Stored entries

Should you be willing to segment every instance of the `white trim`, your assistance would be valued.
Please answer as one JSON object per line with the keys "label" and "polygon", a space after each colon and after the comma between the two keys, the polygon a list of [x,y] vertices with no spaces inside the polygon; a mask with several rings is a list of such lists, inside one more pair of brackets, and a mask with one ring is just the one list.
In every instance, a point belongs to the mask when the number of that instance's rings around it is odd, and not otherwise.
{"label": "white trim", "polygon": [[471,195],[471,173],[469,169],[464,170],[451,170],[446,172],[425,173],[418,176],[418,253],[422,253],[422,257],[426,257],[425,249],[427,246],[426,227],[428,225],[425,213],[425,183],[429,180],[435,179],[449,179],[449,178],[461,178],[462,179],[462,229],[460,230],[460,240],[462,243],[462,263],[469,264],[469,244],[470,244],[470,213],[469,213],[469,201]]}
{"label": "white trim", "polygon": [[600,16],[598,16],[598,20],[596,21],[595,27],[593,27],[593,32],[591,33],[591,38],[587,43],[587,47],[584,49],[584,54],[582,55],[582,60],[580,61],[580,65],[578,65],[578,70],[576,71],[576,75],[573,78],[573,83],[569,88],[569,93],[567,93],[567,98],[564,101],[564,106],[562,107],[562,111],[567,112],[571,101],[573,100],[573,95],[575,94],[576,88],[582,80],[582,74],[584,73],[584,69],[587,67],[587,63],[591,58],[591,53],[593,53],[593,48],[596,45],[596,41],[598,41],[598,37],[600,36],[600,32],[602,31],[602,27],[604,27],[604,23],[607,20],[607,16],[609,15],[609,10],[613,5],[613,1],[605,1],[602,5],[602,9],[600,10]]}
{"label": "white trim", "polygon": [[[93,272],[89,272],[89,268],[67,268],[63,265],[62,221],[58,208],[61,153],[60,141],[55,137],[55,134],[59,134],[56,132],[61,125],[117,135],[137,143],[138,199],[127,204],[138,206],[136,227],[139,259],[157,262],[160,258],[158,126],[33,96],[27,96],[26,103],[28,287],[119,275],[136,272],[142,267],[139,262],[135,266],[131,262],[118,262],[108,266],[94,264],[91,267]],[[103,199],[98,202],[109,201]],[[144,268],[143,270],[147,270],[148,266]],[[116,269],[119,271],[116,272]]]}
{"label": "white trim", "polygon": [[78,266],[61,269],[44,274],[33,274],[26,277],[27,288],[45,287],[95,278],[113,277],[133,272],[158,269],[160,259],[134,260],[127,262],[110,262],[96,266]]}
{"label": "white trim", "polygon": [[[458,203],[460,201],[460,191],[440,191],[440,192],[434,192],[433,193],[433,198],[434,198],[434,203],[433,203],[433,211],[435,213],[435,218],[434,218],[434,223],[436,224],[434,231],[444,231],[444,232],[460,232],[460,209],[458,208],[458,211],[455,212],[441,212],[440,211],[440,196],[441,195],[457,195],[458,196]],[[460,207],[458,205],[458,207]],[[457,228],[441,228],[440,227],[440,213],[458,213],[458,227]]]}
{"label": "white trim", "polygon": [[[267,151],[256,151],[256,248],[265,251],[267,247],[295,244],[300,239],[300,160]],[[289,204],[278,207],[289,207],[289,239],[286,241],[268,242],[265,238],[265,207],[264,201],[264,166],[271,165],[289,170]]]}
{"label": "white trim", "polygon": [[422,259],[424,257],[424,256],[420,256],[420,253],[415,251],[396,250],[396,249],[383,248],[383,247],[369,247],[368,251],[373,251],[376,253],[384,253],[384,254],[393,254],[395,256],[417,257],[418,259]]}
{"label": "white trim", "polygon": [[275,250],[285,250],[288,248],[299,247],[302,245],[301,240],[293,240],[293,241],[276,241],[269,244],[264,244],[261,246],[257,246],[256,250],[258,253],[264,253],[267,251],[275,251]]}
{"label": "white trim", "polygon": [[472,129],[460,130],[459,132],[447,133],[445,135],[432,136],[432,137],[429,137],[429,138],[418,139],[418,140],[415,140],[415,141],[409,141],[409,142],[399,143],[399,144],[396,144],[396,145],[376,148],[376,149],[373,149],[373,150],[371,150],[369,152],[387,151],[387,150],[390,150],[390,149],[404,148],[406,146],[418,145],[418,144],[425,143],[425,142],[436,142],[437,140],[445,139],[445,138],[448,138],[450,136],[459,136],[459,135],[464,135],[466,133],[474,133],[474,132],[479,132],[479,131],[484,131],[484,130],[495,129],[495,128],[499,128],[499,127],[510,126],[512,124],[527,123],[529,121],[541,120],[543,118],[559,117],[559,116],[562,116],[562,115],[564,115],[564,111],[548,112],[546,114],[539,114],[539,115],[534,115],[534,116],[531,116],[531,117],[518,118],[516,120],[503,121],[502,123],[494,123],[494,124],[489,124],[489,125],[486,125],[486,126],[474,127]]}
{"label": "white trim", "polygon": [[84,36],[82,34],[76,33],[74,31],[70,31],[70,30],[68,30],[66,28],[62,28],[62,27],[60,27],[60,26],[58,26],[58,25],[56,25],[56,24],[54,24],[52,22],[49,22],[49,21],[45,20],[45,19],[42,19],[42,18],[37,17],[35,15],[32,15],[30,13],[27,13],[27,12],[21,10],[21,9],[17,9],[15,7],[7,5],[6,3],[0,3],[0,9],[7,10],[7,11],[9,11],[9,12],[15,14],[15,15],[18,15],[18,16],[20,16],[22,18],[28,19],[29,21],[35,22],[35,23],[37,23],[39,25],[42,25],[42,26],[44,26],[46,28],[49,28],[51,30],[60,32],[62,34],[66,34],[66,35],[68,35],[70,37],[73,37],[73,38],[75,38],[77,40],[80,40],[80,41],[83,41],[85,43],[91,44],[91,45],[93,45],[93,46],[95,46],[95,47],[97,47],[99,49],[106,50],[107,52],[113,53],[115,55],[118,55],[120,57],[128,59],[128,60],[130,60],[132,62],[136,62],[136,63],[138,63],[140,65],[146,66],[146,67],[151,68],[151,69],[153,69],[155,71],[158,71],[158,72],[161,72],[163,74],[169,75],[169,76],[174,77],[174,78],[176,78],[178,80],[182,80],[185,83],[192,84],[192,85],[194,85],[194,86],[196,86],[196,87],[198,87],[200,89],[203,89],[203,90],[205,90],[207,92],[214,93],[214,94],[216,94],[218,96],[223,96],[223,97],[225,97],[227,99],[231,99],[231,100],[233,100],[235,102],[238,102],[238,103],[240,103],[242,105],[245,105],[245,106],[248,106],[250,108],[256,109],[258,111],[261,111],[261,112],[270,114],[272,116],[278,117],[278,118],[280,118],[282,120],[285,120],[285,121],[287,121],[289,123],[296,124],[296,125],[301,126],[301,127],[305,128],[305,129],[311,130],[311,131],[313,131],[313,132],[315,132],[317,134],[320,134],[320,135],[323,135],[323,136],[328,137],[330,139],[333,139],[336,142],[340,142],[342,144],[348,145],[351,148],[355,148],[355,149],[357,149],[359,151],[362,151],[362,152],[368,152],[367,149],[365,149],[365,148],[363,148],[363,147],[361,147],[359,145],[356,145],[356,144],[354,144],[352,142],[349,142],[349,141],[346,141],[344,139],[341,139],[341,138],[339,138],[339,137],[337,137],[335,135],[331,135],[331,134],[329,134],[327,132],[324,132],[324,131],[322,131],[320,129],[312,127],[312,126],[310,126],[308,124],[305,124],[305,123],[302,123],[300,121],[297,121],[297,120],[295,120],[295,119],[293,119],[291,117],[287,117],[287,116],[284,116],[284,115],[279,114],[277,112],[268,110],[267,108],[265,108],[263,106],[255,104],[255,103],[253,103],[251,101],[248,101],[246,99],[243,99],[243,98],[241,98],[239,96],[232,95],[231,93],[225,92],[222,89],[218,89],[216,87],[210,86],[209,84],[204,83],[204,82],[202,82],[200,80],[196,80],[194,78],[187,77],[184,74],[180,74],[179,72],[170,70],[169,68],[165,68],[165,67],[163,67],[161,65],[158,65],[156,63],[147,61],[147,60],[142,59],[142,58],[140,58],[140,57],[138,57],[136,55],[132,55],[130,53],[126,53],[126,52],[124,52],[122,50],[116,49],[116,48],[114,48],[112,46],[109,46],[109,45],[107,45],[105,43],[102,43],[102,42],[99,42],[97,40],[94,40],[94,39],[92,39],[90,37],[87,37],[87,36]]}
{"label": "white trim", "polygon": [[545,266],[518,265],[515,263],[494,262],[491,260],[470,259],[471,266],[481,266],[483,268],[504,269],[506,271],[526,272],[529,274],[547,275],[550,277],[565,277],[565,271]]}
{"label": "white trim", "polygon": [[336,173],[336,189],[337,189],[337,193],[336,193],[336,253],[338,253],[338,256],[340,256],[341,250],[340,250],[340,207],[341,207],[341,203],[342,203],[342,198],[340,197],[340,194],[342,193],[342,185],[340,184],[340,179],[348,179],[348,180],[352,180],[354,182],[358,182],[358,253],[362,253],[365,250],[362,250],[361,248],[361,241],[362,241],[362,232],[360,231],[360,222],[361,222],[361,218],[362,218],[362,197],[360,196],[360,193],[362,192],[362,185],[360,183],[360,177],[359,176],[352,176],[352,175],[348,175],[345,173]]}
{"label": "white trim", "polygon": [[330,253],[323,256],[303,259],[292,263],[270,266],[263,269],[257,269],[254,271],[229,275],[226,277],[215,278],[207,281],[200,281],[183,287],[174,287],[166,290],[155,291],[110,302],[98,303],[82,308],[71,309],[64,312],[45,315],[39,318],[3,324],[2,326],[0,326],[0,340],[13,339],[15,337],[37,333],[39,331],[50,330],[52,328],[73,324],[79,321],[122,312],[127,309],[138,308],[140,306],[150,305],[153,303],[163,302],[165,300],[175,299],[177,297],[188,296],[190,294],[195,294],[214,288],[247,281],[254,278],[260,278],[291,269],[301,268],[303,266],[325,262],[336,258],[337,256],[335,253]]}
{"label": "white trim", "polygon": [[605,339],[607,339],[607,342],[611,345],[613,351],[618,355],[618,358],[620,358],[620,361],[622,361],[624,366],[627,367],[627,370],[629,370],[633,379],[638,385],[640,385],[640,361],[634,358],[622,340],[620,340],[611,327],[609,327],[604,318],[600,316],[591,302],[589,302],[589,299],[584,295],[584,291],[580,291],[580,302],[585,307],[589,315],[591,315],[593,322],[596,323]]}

Required work
Echo each line from the beginning of the stored entries up to and including the line containing "In every instance, a", reproducing every one verbatim.

Written response
Should you be willing to segment every instance of the `white trim`, your assistance would be valued.
Please answer as one JSON object per line with the keys "label" and "polygon", a space after each colon and after the comma between the two keys, the polygon a list of [x,y] vertices with no spaces inside the polygon; a mask with several rings is a list of such lists, inside one more pair of brackets, and a mask with one ring is just the one list.
In every instance, a point belongs to the mask when the number of that instance's rings around it is odd, and not otherwise.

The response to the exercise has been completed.